EXTRAIT -
++++

Le Dhamma de la Forêt


Comme un cours d’eau dormant

Ajahn Chah


Traduit par Jeanne Schut

http://www.dhammadelaforet.org/


Chapitre 20 du recueil des enseignements d’Ajahn Chah

intitulé Méditation et Sagesse.



Enseignement donné à Wat Tum Saeng Pet pendant la retraite des pluies de 1981.


Je vous demande, à présent, d’être très attentif, de ne pas laisser votre esprit vagabonder ailleurs. Essayez de vous percevoir comme si vous étiez assis sur une montagne ou quelque part dans une forêt, tout seul. Qu’avez-vous là, tandis que vous êtes assis ? Il y a le corps et l’esprit – c’est tout, rien que ces deux choses-là. Tout ce qui est contenu à l’intérieur de cette forme humaine assise ici, c’est ce que l’on appelle « le corps ». Quant à « l’esprit », c’est ce qui est conscient et qui pense à cet instant précis. On les appelle aussi nāma et rūpa. Nāma, c’est ce qui n’a pas de rūpa, c’est-à-dire de forme. Toutes les pensées et les sensations – ou encore les quatre khandha de la sensation, la perception, la volition et la conscience sensorielle – sont nāma, sans forme. Quand les yeux voient une forme, cette forme est appelée rūpa, tandis que la conscience de la forme est nāma. Ensemble ils forment nāma et rūpa ou, tout simplement, le corps et l’esprit.

++++

DONNÉES FOURNIES -

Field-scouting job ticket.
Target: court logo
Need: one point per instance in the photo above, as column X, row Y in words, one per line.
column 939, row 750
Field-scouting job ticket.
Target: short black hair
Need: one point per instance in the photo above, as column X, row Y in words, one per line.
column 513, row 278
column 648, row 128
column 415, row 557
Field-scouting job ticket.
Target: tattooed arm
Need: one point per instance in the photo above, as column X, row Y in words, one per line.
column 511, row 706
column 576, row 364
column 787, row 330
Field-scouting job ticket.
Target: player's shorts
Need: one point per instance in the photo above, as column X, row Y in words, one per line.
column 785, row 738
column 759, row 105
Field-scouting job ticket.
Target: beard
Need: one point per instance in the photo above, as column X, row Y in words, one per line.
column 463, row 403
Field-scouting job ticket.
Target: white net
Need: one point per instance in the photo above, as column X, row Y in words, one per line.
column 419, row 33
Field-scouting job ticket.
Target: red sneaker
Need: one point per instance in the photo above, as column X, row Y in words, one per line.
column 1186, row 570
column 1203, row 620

++++

EXERCICES À FAIRE -
[1] Recopiez à l'identique le passage de l'enseignement sur le corps et l'esprit qui va de « Comme un cours » jusqu'à « Méditation et Sagesse. » inclus.
[2] Répondez aux questions suivantes d'après l'enseignement sur le corps et l'esprit.
(a) Où et à quelle occasion cet enseignement a-t-il été donné ?
(b) Qui en a fait la traduction ?
(c) Quels sont les quatre khandha mentionnés ?
[3] Poursuivez l'enseignement sur le corps et l'esprit à partir de sa dernière phrase.

LES RÉSULTATS -
[1]
Comme un cours d’eau dormant

Ajahn Chah


Traduit par Jeanne Schut

http://www.dhammadelaforet.org/


Chapitre 20 du recueil des enseignements d’Ajahn Chah

intitulé Méditation et Sagesse.

[2]
(a) À Wat Tum Saeng Pet, pendant la retraite des pluies de 1981.
(b) Jeanne Schut.
(c) La sensation, la perception, la volition et la conscience sensorielle.

[3]
Comprenez que ce qui est assis ici en ce moment, ce ne sont que le corps et l’esprit. Nous confondons ces deux choses et pourtant, si vous voulez la paix, vous devez les connaître pour ce qu’elles sont réellement. Tel qu’il est actuellement, l’esprit n’est pas encore entraîné ; il est sale, opaque – ce n’est pas encore le pur esprit. Nous devons continuer à l’entraîner au moyen de la méditation.

Certains croient que méditer signifie s’asseoir jambes croisées mais, en réalité, toutes les positions sont de bons véhicules pour la pratique de la méditation. On peut méditer debout, assis, en marche ou allongé et pratiquer ainsi à tout moment. Samādhi signifie littéralement « l’esprit fermement établi ». Pour développer le samādhi, il ne s’agit pas d’étouffer l’esprit ! Certaines personnes essaient de trouver la tranquillité en s’asseyant dans le silence et en faisant en sorte que rien ne vienne les déranger – mais cela revient à être mort !

La pratique de samādhi a pour but de développer la sagesse et la compréhension. Samādhi, c’est l’esprit stable, concentré sur un point unique. Sur quel point est-il fixé ? Sur le point d’équilibre. C’est là qu’il se fixe. Mais les gens pratiquent la méditation en essayant de faire taire leur esprit. Ils disent : « J’essaie de m’asseoir en méditation mais mon esprit refuse de se calmer une seule minute. Il ne cesse de partir dans tous les sens. Comment puis-je l’arrêter ? » Il ne s’agit pas de l’arrêter. Il faut qu’il y ait du mouvement pour que la compréhension puisse surgir.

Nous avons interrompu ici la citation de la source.